→ **ACTIVITY LIST**:
1. Reproduce verbatim the portion of the "Women Docs" review running from "The initial installment" down to "from different backgrounds.".
2. Proceed with the review of Lifetime's "Women Docs," picking up after its final sentence.

→ **TEXT BLOCK**:
════════════════

Lifetime can call "Women Docs" a "reality series" if it wants to (which it does), but it's not one given the common use of the phrase. This is a documentary, which seems to have become a bad word in commercial television. "Women Docs" offers nothing we haven't seen before, but it at least reminds folks that they can appear on tv without eating rats.
Lifetime can call “Women Docs” a “reality series” if it wants to (which it does), but it’s not one given the common use of the phrase. This is a documentary, which seems to have become a bad word in commercial television. That’s regrettable; while “Women Docs” offers nothing we haven’t seen many times before, it at least reminds folks that they can appear on television without eating rats. Of course, they won’t win any money, but they also leave with their dignity intact.
The initial installment of “Women Docs” follows four female physicians at St. Vincent’s in New York who work in different fields of medicine and come from different backgrounds.
There’s the chief of cardiology at one of the St. Vincent’s hospitals, Niki Kantrowitz, a fast-talking specialist whose father was a respected doctor. There’s the energetic and likable Po Ching Fong, who immigrated from Hong Kong with her family at age four and is now an ob-gyn in Chinatown. Susan Lovelle is a former dancer who’s one of only two dozen African-American plastic surgeons in the country. We see each of these three doctors deal with a patient or two, with the hour focusing primarily on a single case.

════════════════

→ **SUPPLIED DATA**:
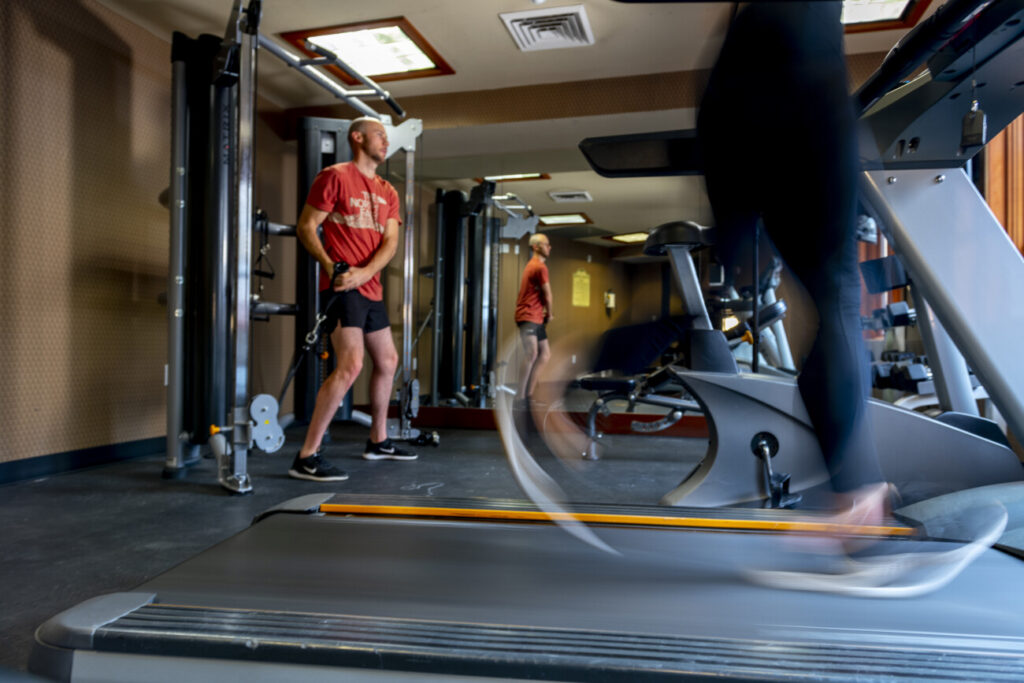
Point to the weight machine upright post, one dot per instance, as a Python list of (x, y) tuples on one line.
[(175, 460), (407, 305), (242, 229)]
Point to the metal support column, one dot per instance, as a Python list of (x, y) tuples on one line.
[(175, 459)]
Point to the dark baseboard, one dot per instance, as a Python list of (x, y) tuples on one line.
[(32, 468)]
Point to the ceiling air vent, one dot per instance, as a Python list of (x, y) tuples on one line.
[(549, 29), (571, 196)]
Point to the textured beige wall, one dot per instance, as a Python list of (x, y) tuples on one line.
[(85, 133), (84, 128)]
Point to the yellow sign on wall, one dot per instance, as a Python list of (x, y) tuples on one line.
[(581, 289)]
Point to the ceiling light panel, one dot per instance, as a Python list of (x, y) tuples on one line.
[(868, 11), (630, 238), (564, 219), (549, 29), (570, 196), (376, 51)]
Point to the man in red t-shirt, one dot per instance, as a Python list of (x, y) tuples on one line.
[(359, 213), (532, 311)]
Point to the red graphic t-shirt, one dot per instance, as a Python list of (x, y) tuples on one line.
[(358, 208), (528, 305)]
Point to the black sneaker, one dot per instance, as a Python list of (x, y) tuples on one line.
[(314, 468), (386, 450)]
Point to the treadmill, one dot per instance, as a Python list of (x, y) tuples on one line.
[(360, 588), (381, 589)]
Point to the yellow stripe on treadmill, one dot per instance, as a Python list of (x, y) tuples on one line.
[(803, 525)]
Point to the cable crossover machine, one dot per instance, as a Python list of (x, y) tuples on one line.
[(212, 224)]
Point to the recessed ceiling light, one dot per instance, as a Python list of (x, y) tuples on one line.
[(515, 176), (564, 219), (386, 49), (570, 196), (869, 11), (629, 238)]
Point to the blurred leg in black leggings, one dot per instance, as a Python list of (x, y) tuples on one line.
[(776, 128)]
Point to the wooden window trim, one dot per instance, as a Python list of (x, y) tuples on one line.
[(441, 68)]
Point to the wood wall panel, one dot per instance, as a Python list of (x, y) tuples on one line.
[(1005, 179)]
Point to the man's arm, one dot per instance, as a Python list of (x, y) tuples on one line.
[(305, 229), (385, 252), (547, 301)]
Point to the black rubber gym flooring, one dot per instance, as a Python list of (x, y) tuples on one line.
[(79, 535)]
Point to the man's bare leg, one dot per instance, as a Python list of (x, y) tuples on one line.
[(543, 355), (347, 343), (380, 346), (529, 353)]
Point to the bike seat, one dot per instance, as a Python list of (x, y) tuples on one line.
[(624, 384), (678, 233)]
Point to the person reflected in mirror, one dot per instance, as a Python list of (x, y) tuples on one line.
[(359, 213), (532, 312)]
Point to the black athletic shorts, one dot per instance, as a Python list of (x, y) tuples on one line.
[(351, 309), (527, 329)]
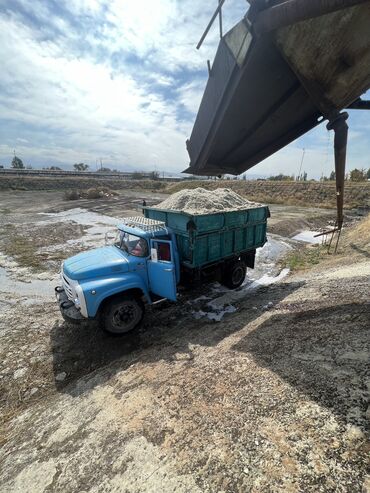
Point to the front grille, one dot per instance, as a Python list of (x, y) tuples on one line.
[(67, 288)]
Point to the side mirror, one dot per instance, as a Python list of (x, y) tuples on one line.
[(109, 237)]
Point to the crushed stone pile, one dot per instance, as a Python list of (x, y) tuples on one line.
[(202, 201)]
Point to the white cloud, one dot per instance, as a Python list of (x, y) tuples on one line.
[(121, 80)]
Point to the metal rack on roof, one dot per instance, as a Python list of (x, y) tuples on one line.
[(144, 223)]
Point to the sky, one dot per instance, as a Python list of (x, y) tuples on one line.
[(121, 81)]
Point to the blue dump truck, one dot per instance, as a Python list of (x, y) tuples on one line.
[(151, 255)]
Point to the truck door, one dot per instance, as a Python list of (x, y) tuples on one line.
[(161, 269)]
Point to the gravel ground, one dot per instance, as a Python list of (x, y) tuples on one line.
[(273, 398)]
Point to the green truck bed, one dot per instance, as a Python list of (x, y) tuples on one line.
[(207, 238)]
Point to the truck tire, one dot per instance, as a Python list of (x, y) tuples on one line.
[(122, 314), (234, 274)]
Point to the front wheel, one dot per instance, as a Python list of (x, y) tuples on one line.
[(234, 275), (122, 315)]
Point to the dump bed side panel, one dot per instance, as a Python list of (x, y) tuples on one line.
[(208, 238)]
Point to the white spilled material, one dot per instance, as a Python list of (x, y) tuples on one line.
[(308, 237)]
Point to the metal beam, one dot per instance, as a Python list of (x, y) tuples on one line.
[(216, 13), (359, 104), (293, 11)]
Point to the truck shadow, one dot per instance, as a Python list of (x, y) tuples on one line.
[(85, 356), (321, 352)]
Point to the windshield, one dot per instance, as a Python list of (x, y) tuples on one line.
[(132, 244)]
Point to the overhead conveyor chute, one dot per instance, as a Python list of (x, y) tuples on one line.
[(283, 69)]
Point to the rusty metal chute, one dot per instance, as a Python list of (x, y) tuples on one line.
[(283, 69)]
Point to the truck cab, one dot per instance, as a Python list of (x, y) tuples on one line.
[(112, 283)]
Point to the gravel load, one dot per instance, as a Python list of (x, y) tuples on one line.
[(202, 201)]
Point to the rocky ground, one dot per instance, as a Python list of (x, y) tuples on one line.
[(271, 398)]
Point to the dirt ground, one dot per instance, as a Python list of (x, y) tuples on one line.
[(265, 389)]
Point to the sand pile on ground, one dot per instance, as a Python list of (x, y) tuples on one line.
[(202, 201)]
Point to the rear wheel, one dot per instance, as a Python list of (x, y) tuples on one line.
[(234, 274), (122, 315)]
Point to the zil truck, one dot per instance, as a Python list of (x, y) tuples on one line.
[(151, 256)]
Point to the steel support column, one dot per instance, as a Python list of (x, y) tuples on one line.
[(340, 127)]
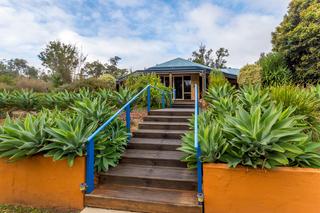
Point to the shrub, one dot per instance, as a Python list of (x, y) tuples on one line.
[(274, 70), (250, 74), (93, 110), (121, 97), (90, 83), (253, 95), (32, 84), (249, 128), (68, 138), (138, 82), (216, 78), (110, 144), (24, 99), (304, 101), (108, 79), (22, 138)]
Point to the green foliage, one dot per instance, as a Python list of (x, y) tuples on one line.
[(274, 70), (110, 145), (108, 79), (62, 59), (252, 128), (121, 97), (4, 98), (93, 110), (298, 39), (267, 138), (68, 137), (138, 82), (250, 74), (253, 95), (22, 138), (305, 102), (24, 99), (204, 56), (211, 141), (92, 84), (216, 78)]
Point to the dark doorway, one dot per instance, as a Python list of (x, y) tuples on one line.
[(178, 86), (187, 87)]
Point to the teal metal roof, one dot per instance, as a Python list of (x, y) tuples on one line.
[(179, 64)]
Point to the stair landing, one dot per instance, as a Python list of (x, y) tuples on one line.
[(150, 176)]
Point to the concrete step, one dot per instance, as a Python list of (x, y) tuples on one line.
[(143, 199), (151, 176), (154, 144), (157, 133), (164, 125), (153, 157), (165, 118), (172, 112)]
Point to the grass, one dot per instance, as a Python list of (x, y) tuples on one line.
[(23, 209)]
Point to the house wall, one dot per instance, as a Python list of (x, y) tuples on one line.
[(194, 80)]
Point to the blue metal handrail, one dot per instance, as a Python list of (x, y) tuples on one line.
[(90, 144), (197, 146)]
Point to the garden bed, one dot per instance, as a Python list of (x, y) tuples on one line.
[(256, 190), (40, 182)]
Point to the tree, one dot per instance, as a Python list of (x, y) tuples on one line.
[(17, 67), (298, 39), (220, 61), (94, 69), (61, 59), (112, 68), (204, 56)]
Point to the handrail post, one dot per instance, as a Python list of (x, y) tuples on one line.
[(128, 121), (162, 100), (90, 166), (148, 99), (197, 146)]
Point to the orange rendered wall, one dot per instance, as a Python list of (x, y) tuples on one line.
[(40, 182), (238, 190)]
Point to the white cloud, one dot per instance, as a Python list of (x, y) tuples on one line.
[(160, 32)]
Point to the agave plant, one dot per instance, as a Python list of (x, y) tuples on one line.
[(68, 138), (109, 146), (105, 95), (305, 101), (93, 110), (214, 94), (24, 99), (22, 138), (266, 138), (4, 98), (212, 143)]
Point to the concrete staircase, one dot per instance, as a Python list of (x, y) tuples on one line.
[(150, 176)]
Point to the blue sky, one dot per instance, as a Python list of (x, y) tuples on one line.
[(141, 32)]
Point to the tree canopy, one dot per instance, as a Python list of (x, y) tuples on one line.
[(298, 39), (61, 59), (205, 57)]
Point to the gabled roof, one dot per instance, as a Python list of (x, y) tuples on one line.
[(178, 64)]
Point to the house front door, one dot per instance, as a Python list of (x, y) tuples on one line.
[(182, 85), (177, 85)]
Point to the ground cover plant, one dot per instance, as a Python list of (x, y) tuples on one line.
[(257, 127)]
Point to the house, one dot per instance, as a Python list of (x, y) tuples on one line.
[(181, 75)]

════════════════

→ **EXPECTED RESULTS**:
1.
The initial installment of “Women Docs” follows four female physicians at St. Vincent’s in New York who work in different fields of medicine and come from different backgrounds.

2.
The most compelling is a premature newborn who’s treated by neonatologist Mary Marron. The baby, born three months early, is a natural for the camera, and Marron frets over her continuously, telling us along the way that she used to be a nurse and that she worries that her three children won’t understand why she spends so much time helping other kids instead of being with them. “It all seems so easy in Working Mother magazine,” she says.
The hour goes by fairly quickly and painlessly, with nothing especially dramatic happening and no changes to the doctors’ lives. Nobody gets voted out of the profession or is forced to face their deepest fear. But maybe calling it “reality TV” will draw a few young girls who will be inspired to pursue the career they see portrayed.